TEXT TO READ:
────────────────
Uncle Urfi was a Pakistan Television Corporation serial drama which first aired in 1972.

It had such a powerful appeal for the people of all age-groups that it turned into an instant hit. The serial has 26 episodes (each with a running time of 30-minutes) and it used to be telecast weekly by Pakistan Television Corporation.

Written by Hasina Moin and directed by Mohsin Ali and Shirin Vaqar Azim. The lead role was played by Shakeel as Uncle Urfi — a Pakistani expatriate in Canada who returns to Pakistan — and the character of Beena, the heroine, was performed by Shahla Ahmad. The supporting character of Hasnat, played by Jamshed Ansari, with his penknife, soon was the talk of the town and echoes of which could be heard even today. In fact, the whole serial was supported by a strong talented cast. All in all, good acting, powerful script and skilled direction helped accomplish one of the most celebrated productions of PTV.
────────────────
WHAT IS REQUIRED: Transcribe the passage about the PTV serial drama Uncle Urfi in full, word for word.
────────────────
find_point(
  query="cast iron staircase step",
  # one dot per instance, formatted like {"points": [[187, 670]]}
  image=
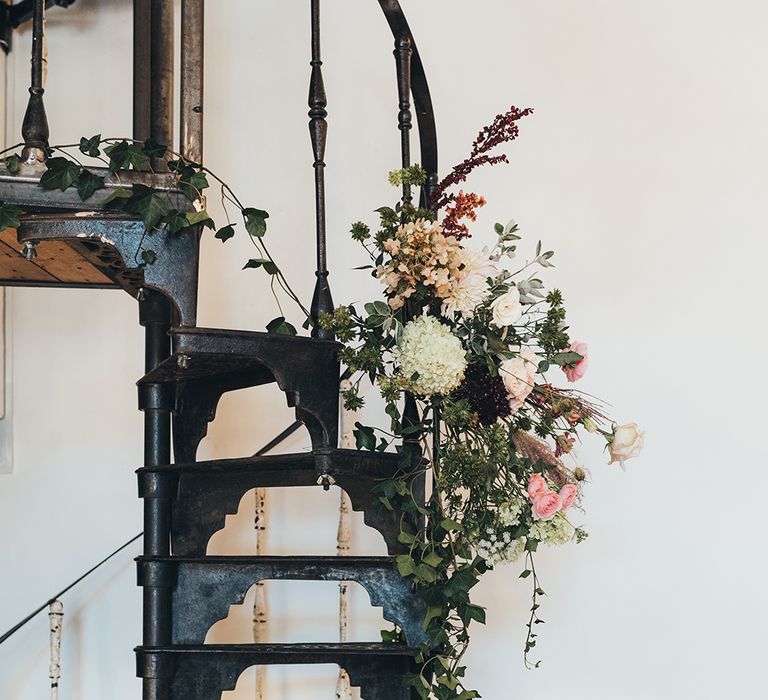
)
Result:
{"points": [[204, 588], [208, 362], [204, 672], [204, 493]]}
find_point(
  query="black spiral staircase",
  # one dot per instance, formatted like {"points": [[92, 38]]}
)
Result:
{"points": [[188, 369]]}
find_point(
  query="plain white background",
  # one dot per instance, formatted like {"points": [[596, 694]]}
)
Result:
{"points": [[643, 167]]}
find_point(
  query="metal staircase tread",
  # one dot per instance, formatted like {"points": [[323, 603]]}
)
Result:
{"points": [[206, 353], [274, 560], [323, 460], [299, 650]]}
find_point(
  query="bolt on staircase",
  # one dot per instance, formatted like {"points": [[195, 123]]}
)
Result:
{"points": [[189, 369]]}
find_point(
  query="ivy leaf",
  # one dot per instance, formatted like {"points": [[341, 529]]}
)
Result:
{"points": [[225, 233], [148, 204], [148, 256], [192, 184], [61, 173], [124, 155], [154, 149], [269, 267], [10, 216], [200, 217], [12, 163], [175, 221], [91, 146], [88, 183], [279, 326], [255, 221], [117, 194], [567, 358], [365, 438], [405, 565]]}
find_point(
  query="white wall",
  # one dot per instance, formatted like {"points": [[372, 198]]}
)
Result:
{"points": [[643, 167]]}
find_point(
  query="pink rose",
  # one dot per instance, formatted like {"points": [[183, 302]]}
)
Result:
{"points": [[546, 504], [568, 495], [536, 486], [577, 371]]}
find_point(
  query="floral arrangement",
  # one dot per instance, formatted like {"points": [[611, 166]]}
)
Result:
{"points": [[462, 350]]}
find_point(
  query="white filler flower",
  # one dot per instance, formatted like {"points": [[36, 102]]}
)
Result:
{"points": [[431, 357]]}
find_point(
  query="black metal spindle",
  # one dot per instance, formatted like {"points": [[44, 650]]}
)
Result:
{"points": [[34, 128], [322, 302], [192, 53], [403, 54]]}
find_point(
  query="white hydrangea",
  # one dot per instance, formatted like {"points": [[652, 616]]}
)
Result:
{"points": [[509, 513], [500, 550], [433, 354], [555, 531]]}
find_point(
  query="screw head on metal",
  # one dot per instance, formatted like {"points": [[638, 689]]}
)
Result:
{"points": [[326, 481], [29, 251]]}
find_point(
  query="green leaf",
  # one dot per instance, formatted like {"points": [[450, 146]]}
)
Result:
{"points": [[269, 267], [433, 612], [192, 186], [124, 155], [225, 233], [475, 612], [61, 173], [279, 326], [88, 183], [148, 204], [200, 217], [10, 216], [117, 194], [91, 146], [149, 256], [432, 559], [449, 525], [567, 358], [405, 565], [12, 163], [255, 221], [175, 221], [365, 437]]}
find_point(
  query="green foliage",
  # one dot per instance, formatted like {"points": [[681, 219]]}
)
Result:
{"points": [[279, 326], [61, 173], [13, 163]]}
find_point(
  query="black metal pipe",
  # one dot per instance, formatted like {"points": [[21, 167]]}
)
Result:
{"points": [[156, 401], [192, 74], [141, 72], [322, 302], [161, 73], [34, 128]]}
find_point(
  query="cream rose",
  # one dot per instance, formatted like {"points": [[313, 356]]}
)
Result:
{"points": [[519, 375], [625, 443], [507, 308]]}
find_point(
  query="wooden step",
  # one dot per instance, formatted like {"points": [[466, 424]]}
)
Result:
────────────────
THE RESPONSE:
Uncle Urfi was a Pakistan Television Corporation serial drama which first aired in 1972.

It had such a powerful appeal for the people of all age-groups that it turned into an instant hit. The serial has 26 episodes (each with a running time of 30-minutes) and it used to be telecast weekly by Pakistan Television Corporation.

Written by Hasina Moin and directed by Mohsin Ali and Shirin Vaqar Azim. The lead role was played by Shakeel as Uncle Urfi — a Pakistani expatriate in Canada who returns to Pakistan — and the character of Beena, the heroine, was performed by Shahla Ahmad. The supporting character of Hasnat, played by Jamshed Ansari, with his penknife, soon was the talk of the town and echoes of which could be heard even today. In fact, the whole serial was supported by a strong talented cast. All in all, good acting, powerful script and skilled direction helped accomplish one of the most celebrated productions of PTV.